Un important déploiement de sécurité était visible à l’escale de Mopti où le bateau est arrivé en début d’après midi, dans un tonnerre d’applaudissements. Du public massé sur la grève comme des passagers, pour saluer les militaires, « nos héros ». « Pas question de les laisser gagner, le bateau va repartir pour rallier sa destination finale. On est préparés. On va assurer la sécurité » poursuit notre militaire.

C’est la deuxième fois en l’espace de quelques jours que le bateau de la COMANAV est attaqué par des hommes armés. La première s’était déroulée dans la nuit du 29 au 30 septembre derniers.

Kouakourou : Résister ou se soumettre ?

À Kouakourou dans la région de Mopti, depuis plus de trois semaines, la population est cloîtrée, prise dans l’étau que resserrent peu à peu les djihadistes, qui occupent la forêt, empêchant quiconque d’entrer ou de sortir par voie terrestre ou fluviale. La présence passive de l’armée, dans une zone où les relations entre djihadistes et populations sont souvent complexes, exacerbe les tensions dans ce terroir où la loi du plus fort a le plus souvent cours.

******************************

§ **Liste des consignes**:
A) Transcrivez sans aucune modification le passage du texte à lire qui commence à « C’est la deuxième » et se termine à « plus souvent cours. ».
B) Réécrivez les enregistrements en commençant à la ligne qui contient « Provide the pixel coordinates of one point on the white voting » et en terminant à la fin des enregistrements, en remplaçant « hand on table » par « hand on desk » sans rien changer d'autre.

§ **Enregistrements à traiter**:
******************************

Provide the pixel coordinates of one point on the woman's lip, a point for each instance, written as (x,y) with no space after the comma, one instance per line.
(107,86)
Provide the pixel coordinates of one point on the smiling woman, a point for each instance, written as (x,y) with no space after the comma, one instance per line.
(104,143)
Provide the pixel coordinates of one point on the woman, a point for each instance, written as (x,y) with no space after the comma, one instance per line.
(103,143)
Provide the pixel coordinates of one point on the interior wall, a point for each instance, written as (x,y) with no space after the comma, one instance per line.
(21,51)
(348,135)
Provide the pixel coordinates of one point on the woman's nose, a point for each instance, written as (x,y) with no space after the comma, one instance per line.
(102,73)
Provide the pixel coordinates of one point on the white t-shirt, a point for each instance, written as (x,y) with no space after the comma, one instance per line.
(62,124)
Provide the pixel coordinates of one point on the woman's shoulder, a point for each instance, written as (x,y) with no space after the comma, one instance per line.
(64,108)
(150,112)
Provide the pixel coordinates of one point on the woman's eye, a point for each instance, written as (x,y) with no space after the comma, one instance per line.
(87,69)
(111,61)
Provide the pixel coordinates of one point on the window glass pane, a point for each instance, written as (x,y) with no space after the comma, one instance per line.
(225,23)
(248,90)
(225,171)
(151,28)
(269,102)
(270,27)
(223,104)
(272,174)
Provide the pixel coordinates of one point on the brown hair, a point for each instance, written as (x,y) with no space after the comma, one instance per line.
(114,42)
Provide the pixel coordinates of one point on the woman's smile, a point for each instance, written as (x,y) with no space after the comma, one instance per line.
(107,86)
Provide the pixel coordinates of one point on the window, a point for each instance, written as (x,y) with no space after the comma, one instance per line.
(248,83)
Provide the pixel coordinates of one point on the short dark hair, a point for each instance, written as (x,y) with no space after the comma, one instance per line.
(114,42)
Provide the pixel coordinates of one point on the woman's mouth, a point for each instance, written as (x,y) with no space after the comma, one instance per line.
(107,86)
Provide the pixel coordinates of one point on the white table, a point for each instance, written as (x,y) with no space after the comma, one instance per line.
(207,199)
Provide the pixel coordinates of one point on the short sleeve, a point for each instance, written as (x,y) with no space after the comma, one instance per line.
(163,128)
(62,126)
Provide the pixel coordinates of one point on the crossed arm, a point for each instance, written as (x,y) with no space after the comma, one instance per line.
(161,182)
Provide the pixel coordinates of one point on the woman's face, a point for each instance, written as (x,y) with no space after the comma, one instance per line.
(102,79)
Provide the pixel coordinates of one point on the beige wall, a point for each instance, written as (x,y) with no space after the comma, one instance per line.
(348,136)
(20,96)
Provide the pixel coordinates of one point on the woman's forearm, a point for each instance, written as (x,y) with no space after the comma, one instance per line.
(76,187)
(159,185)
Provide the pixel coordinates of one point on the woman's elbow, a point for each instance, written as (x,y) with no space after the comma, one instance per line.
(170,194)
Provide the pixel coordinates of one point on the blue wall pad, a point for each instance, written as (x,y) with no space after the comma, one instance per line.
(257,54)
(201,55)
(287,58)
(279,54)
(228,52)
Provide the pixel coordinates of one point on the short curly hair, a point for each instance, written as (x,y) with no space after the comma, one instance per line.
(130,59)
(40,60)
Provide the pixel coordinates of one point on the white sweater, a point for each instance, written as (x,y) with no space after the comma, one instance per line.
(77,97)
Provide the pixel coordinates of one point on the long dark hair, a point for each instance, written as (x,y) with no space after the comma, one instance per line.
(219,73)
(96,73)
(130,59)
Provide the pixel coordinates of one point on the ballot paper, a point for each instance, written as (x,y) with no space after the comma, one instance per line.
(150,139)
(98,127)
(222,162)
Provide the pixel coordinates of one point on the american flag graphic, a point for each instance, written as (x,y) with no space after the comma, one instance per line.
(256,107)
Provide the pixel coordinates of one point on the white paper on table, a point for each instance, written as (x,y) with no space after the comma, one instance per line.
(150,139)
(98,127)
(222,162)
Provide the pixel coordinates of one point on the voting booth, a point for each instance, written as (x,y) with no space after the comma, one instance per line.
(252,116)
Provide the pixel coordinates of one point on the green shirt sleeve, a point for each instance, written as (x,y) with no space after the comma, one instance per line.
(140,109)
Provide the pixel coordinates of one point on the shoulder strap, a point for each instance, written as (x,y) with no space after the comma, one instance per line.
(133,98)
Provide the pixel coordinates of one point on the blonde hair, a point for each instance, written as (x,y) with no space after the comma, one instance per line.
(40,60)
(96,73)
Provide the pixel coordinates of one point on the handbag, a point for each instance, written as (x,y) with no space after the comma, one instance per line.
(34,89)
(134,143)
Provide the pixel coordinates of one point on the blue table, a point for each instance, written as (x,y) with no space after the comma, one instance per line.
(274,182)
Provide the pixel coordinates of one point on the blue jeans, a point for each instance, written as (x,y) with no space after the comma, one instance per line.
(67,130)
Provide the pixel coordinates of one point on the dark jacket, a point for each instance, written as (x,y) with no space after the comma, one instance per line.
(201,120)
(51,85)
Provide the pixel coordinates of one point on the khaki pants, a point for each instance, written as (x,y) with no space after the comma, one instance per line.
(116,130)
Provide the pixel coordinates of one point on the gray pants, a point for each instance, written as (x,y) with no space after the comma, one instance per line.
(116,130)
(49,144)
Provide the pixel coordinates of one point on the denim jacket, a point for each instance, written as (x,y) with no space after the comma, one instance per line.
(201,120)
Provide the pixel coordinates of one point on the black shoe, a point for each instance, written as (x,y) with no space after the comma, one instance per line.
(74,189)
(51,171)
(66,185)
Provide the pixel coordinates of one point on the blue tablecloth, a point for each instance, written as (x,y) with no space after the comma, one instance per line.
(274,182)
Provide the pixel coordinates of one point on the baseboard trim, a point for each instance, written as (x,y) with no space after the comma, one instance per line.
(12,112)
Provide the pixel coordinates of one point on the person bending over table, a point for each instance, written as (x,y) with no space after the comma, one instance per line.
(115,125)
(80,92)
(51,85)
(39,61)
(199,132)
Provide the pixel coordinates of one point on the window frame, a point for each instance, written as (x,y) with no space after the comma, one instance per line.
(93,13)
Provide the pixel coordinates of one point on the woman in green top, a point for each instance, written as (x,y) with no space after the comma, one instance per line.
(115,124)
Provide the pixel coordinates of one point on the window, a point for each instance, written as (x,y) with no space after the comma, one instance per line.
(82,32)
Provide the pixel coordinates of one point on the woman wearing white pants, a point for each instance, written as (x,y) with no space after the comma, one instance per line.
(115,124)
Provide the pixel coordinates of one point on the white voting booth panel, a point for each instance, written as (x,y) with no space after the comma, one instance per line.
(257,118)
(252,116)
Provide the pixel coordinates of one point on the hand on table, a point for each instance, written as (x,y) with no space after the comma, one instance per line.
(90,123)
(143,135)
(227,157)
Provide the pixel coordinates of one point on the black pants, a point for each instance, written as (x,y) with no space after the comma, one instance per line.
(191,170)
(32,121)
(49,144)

******************************

§ **Réponses aux exercices**:
A)
C’est la deuxième fois en l’espace de quelques jours que le bateau de la COMANAV est attaqué par des hommes armés. La première s’était déroulée dans la nuit du 29 au 30 septembre derniers.

Kouakourou : Résister ou se soumettre ?

À Kouakourou dans la région de Mopti, depuis plus de trois semaines, la population est cloîtrée, prise dans l’étau que resserrent peu à peu les djihadistes, qui occupent la forêt, empêchant quiconque d’entrer ou de sortir par voie terrestre ou fluviale. La présence passive de l’armée, dans une zone où les relations entre djihadistes et populations sont souvent complexes, exacerbe les tensions dans ce terroir où la loi du plus fort a le plus souvent cours.

B)
Provide the pixel coordinates of one point on the white voting booth panel, a point for each instance, written as (x,y) with no space after the comma, one instance per line.
(257,118)
(252,116)
Provide the pixel coordinates of one point on the hand on desk, a point for each instance, written as (x,y) with no space after the comma, one instance per line.
(90,123)
(143,135)
(227,157)
Provide the pixel coordinates of one point on the black pants, a point for each instance, written as (x,y) with no space after the comma, one instance per line.
(191,170)
(32,121)
(49,144)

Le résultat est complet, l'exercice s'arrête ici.